### TEXT PROVIDED
'''
Kenya has taken a bold new step in expanding its tourism tax net by extending the 2 percent tourism levy to include short-term rental properties listed on platforms such as Airbnb and Booking.com. This move means thousands of property owners who rent out homes, apartments, and holiday houses will now be required to contribute to the Tourism Fund.
Previously, the levy mainly applied to traditional hospitality businesses like hotels, lodges, and restaurants. However, the rapid growth of online accommodation platforms has pushed the government to rethink its approach. Officials say it is only fair that all players benefiting from tourism contribute equally to the sector’s growth and promotion.
Under the new interpretation of the Tourism Fund law, hosts offering short-term stays whether for a few nights or week must pay 2 percent of their gross earnings from bookings made through digital platforms. This applies regardless of whether the host is an individual landlord or a property management company.
'''
### BRIEF 1
List the kinds of traditional hospitality businesses that the Kenya tourism levy article says the levy mainly applied to before.
### BRIEF 2
Continue the article on Kenya's tourism levy from its final sentence.

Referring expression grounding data
'''
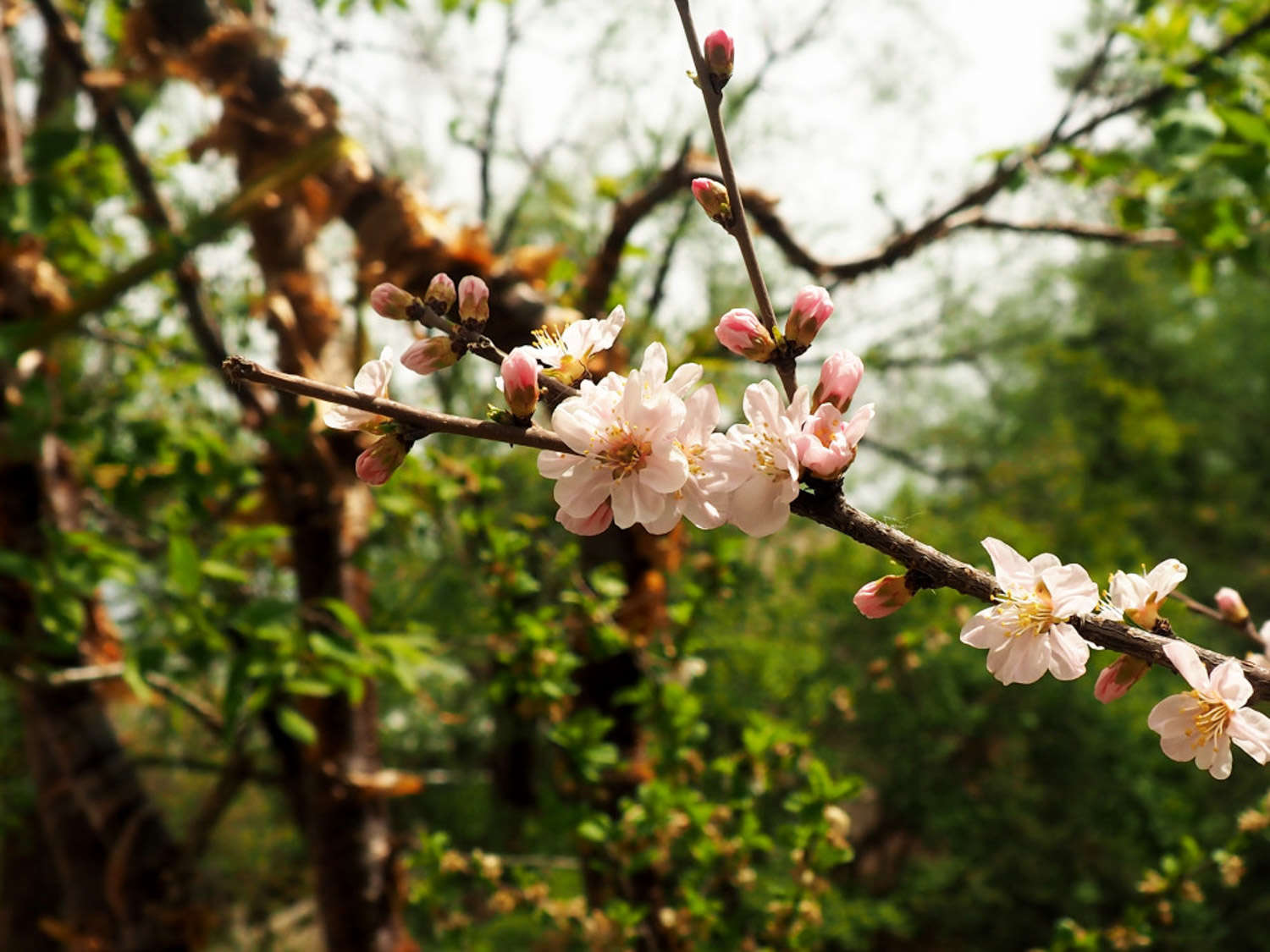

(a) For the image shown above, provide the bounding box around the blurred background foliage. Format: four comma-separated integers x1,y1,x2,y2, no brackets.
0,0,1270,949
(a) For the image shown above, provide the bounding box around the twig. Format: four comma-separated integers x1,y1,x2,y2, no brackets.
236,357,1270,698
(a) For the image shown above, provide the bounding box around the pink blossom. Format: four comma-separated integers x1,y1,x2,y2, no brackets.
'''
### ANSWER AREA 1
Hotels, lodges, restaurants

### ANSWER AREA 2
The government argues that online rentals have become a major part of Kenya’s tourism industry, especially in cities like Nairobi, Mombasa, and popular holiday destinations along the coast. Many tourists now prefer furnished apartments and homes over hotels, making platforms like Airbnb powerful competitors in the hospitality market.
For hotel owners, the move is long overdue. They have long complained that online rentals enjoy an unfair advantage by avoiding taxes and levies that traditional hotels are required to pay. Bringing digital rentals into the tax system is expected to create a more level playing field.
However, the decision has sparked concern among Airbnb hosts, many of whom fear the levy could reduce their profits or push them to increase prices. Some small-scale hosts say they were already struggling with rising costs, including taxes, maintenance, and compliance requirements.
The Tourism Fund says the money collected will be used to market Kenya as a global travel destination, improve tourism infrastructure, and support sector recovery following years of disruption caused by the pandemic and global economic challenges.As the government increasingly turns its attention to the digital economy, this move signals a wider shift toward taxing online businesses and informal income streams. Authorities insist the era of untaxed digital earnings is coming to an end.
For hosts, the message is clear: short-term rentals are no longer operating in the shadows. As tourism continues to recover, the government wants everyone benefiting from the sector to contribute their fair share to its future.